═════ STORED DATA ═════
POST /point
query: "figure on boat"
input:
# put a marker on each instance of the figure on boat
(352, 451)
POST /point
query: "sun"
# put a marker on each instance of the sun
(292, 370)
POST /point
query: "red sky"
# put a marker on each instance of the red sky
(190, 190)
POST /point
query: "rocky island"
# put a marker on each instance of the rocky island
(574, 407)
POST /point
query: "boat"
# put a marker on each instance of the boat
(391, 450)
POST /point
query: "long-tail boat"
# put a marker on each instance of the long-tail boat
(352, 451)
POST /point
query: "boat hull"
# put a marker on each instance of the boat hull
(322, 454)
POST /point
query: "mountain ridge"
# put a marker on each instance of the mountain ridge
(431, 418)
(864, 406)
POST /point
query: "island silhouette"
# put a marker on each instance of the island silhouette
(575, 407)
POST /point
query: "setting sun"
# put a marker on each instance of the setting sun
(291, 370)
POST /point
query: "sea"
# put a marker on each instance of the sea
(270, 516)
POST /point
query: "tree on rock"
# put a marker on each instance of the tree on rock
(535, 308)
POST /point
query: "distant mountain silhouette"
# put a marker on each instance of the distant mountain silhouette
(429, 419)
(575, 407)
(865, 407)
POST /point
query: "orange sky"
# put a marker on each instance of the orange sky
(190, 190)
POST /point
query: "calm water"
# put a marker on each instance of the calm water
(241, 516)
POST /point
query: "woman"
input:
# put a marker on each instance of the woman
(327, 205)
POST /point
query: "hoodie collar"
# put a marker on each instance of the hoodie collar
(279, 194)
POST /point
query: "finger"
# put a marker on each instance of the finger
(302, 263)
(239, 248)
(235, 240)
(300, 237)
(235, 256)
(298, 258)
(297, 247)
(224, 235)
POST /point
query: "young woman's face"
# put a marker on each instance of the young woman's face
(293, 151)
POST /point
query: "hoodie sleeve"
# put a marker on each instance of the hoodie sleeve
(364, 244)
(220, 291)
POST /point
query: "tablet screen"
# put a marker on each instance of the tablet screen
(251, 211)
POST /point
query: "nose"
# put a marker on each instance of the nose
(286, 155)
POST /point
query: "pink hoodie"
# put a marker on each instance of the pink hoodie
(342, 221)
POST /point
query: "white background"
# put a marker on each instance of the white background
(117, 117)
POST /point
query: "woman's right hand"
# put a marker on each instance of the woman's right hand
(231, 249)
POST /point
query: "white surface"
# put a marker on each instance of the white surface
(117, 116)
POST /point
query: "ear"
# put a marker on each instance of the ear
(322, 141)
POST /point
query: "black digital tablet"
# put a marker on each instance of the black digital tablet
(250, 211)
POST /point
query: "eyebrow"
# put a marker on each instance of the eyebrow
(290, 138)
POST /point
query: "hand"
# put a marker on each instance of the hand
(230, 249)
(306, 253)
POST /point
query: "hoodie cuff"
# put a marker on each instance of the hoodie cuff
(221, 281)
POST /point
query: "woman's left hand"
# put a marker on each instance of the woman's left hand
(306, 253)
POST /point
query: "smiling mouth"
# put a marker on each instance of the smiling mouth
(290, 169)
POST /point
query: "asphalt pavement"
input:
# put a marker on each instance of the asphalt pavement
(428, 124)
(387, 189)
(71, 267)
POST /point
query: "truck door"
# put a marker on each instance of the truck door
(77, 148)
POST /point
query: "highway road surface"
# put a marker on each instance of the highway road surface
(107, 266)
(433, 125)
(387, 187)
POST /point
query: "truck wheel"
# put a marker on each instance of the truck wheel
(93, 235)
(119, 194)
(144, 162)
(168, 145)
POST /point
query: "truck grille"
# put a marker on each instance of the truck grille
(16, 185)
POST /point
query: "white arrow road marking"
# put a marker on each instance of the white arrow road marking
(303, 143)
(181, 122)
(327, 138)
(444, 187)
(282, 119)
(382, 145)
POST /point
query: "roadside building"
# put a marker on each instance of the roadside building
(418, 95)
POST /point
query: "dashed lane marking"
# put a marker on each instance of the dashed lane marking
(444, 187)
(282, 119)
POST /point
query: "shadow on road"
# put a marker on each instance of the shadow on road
═════
### ACTIVITY
Once you have read the records, output each one exactly as written.

### EXERCISE SOLUTION
POST /point
query: "figure on boat"
input:
# put a marker on each instance of the figure on boat
(352, 451)
POST /point
query: "sun"
# put a marker on each instance of the sun
(292, 370)
POST /point
query: "red sky"
# put a marker on each instance of the red sky
(190, 190)
POST /point
query: "rocky island"
# put a marker on each instance of the rocky island
(574, 407)
POST /point
query: "boat"
# put a marker on each instance of the boat
(391, 450)
POST /point
query: "long-tail boat"
# put a marker on each instance of the long-tail boat
(352, 451)
POST /point
query: "boat hull"
# put a marker on each instance of the boat hull
(322, 454)
POST /point
query: "mountain ridge"
# put a marker on each instance of the mountain ridge
(431, 418)
(864, 406)
POST /point
query: "island silhouette"
# put a marker on each instance of the island silhouette
(575, 407)
POST /point
query: "setting sun"
# put a marker on each instance of the setting sun
(291, 370)
POST /point
query: "sea"
# put a marker on each instance of the sea
(270, 516)
POST /point
query: "tree on rock"
# put a marker on each instance of the tree on rock
(535, 308)
POST /point
query: "distant mountain silhouette"
# put a marker on each instance of the distant mountain silhouette
(429, 419)
(575, 407)
(865, 407)
POST /point
query: "orange sky"
# put a marker on each instance of the orange sky
(190, 190)
POST /point
query: "calm water"
# put a marker on each instance of the calm water
(241, 516)
POST /point
query: "woman"
input:
# put a marker on each instance of the woman
(327, 205)
POST /point
query: "hoodie collar"
# put a marker on each instance of the hoodie collar
(279, 194)
POST /point
query: "finger"
# put a marker on each instance of the finger
(302, 263)
(239, 248)
(235, 240)
(300, 237)
(235, 256)
(298, 258)
(297, 247)
(224, 235)
POST /point
query: "young woman's face"
# put a marker on each instance of the young woman's face
(293, 151)
POST /point
query: "hoodie sleeve"
# put a marker on each instance of the hoodie sleeve
(364, 244)
(220, 291)
POST /point
query: "tablet screen"
# put a marker on each instance of the tablet screen
(251, 211)
POST /point
query: "nose"
# put a marker on each instance of the nose
(286, 155)
POST /point
query: "pink hoodie"
# put a marker on each instance of the pink hoodie
(342, 221)
POST /point
query: "white background"
# put a marker on each instance of the white background
(117, 117)
POST /point
query: "woman's right hand"
# put a marker on each instance of the woman's right hand
(231, 249)
POST /point
query: "white surface"
# put a marker on each instance of the white surface
(117, 116)
POST /point
query: "ear"
# put a marker on each instance of the ear
(322, 141)
POST /point
query: "black digital tablet"
# put a marker on each instance of the black digital tablet
(250, 211)
POST /point
query: "eyebrow"
# put a marker on each instance of the eyebrow
(290, 138)
POST /point
query: "hand"
# put a marker on each instance of the hand
(230, 249)
(306, 253)
POST /point
query: "hoodie cuff"
# put a marker on each instance of the hoodie cuff
(221, 281)
POST /point
query: "woman's left hand"
# put a marker on each instance of the woman's left hand
(306, 253)
POST /point
query: "smiling mouth"
# put a marker on each instance of the smiling mouth
(290, 169)
POST /point
query: "asphalt pavement"
input:
# put a marker on each instance of the asphalt pavement
(428, 124)
(387, 189)
(71, 267)
POST /point
query: "truck door"
# put a marker on each instance of the truck door
(77, 148)
POST /point
query: "highway road surface"
# put a marker on each instance of the highway road surface
(107, 266)
(433, 125)
(387, 187)
POST /point
query: "truck wheel"
# put a marker on each instance of the truck wheel
(93, 235)
(119, 194)
(144, 162)
(168, 145)
POST /point
query: "truck grille"
# put a marker on each instance of the truck grille
(16, 185)
POST /point
query: "white arrow road marking"
# put a marker on each instance of the white arrow road marking
(303, 143)
(181, 122)
(327, 138)
(444, 187)
(282, 119)
(382, 145)
POST /point
query: "roadside building"
# put a marker on each instance of the roadside building
(418, 95)
POST /point
query: "dashed lane marking"
# put a marker on each instance of the dashed lane marking
(444, 187)
(282, 119)
POST /point
query: "shadow on road"
# put a marker on each instance of the shadow on road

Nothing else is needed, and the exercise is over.